Goal of the exercise: Every line of the material below should be output exactly as written, with the images skipped.

Task material:
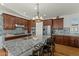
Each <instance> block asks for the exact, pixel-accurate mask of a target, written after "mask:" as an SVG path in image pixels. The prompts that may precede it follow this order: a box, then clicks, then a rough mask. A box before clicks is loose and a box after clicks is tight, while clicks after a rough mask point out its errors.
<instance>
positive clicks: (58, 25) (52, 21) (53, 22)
mask: <svg viewBox="0 0 79 59" xmlns="http://www.w3.org/2000/svg"><path fill="white" fill-rule="evenodd" d="M63 19H64V18H58V19H53V21H52V23H53V28H63Z"/></svg>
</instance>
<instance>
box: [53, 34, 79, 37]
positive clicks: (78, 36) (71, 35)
mask: <svg viewBox="0 0 79 59" xmlns="http://www.w3.org/2000/svg"><path fill="white" fill-rule="evenodd" d="M52 35H63V36H77V37H79V34H77V33H76V34H74V33H56V34H52Z"/></svg>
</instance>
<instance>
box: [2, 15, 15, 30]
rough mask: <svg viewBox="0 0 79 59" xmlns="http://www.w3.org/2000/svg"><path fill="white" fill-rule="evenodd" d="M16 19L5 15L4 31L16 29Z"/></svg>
mask: <svg viewBox="0 0 79 59" xmlns="http://www.w3.org/2000/svg"><path fill="white" fill-rule="evenodd" d="M14 20H15V17H14V16H11V15H8V14H3V21H4V22H3V23H4V29H5V30H7V29H14V28H15V23H14Z"/></svg>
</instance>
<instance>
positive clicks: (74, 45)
mask: <svg viewBox="0 0 79 59" xmlns="http://www.w3.org/2000/svg"><path fill="white" fill-rule="evenodd" d="M74 40H75V37H70V46H72V47H74V46H75V45H74Z"/></svg>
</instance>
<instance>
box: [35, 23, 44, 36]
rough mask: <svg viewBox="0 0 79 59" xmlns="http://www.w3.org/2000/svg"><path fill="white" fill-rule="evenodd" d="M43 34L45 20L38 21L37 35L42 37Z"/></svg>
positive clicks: (37, 23) (37, 27)
mask: <svg viewBox="0 0 79 59" xmlns="http://www.w3.org/2000/svg"><path fill="white" fill-rule="evenodd" d="M42 35H43V22H39V23H36V36H38V37H40V36H42Z"/></svg>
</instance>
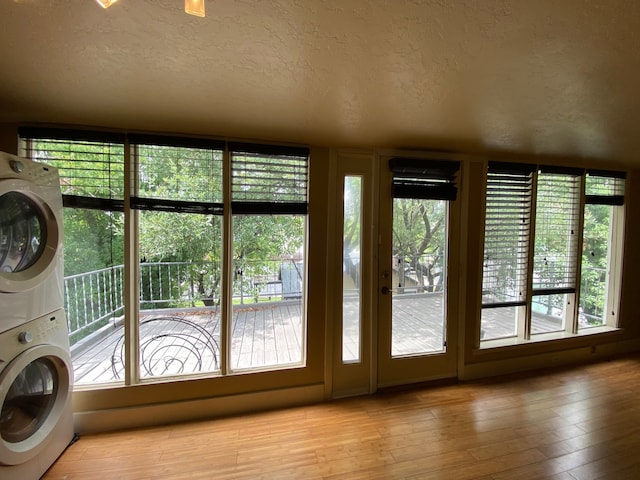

Response to this task:
Each <instance> block asks for the exact, pixel-accurate mask of a target, written after "mask:" as an SVG path in image pixels. The prompts that may precede it follow this order: a box, then clicks, then a rough mask. A box before clicks is loose and a box after clicks is tight, while clicks after a rough mask point out its errors.
<instance>
positive clicks: (58, 25) (52, 21) (53, 22)
mask: <svg viewBox="0 0 79 59" xmlns="http://www.w3.org/2000/svg"><path fill="white" fill-rule="evenodd" d="M63 19H64V18H58V19H53V21H52V23H53V28H63Z"/></svg>
</instance>
<instance>
box: [53, 34, 79, 37]
positive clicks: (78, 36) (71, 35)
mask: <svg viewBox="0 0 79 59" xmlns="http://www.w3.org/2000/svg"><path fill="white" fill-rule="evenodd" d="M52 35H63V36H77V37H79V34H77V33H76V34H74V33H56V34H52Z"/></svg>
</instance>
<instance>
box: [2, 15, 15, 30]
rough mask: <svg viewBox="0 0 79 59" xmlns="http://www.w3.org/2000/svg"><path fill="white" fill-rule="evenodd" d="M16 19L5 15L4 31L16 29Z"/></svg>
mask: <svg viewBox="0 0 79 59" xmlns="http://www.w3.org/2000/svg"><path fill="white" fill-rule="evenodd" d="M14 20H15V17H14V16H11V15H8V14H3V21H4V22H3V23H4V29H5V30H7V29H14V28H15V23H14Z"/></svg>
</instance>
<instance>
positive clicks: (74, 45)
mask: <svg viewBox="0 0 79 59" xmlns="http://www.w3.org/2000/svg"><path fill="white" fill-rule="evenodd" d="M74 40H75V37H70V46H72V47H74V46H75V45H74Z"/></svg>
</instance>
<instance>
box: [35, 23, 44, 36]
rough mask: <svg viewBox="0 0 79 59" xmlns="http://www.w3.org/2000/svg"><path fill="white" fill-rule="evenodd" d="M43 34L45 20L38 21L37 35L42 37Z"/></svg>
positive clicks: (37, 23) (37, 27)
mask: <svg viewBox="0 0 79 59" xmlns="http://www.w3.org/2000/svg"><path fill="white" fill-rule="evenodd" d="M42 35H43V22H39V23H36V36H38V37H40V36H42Z"/></svg>
</instance>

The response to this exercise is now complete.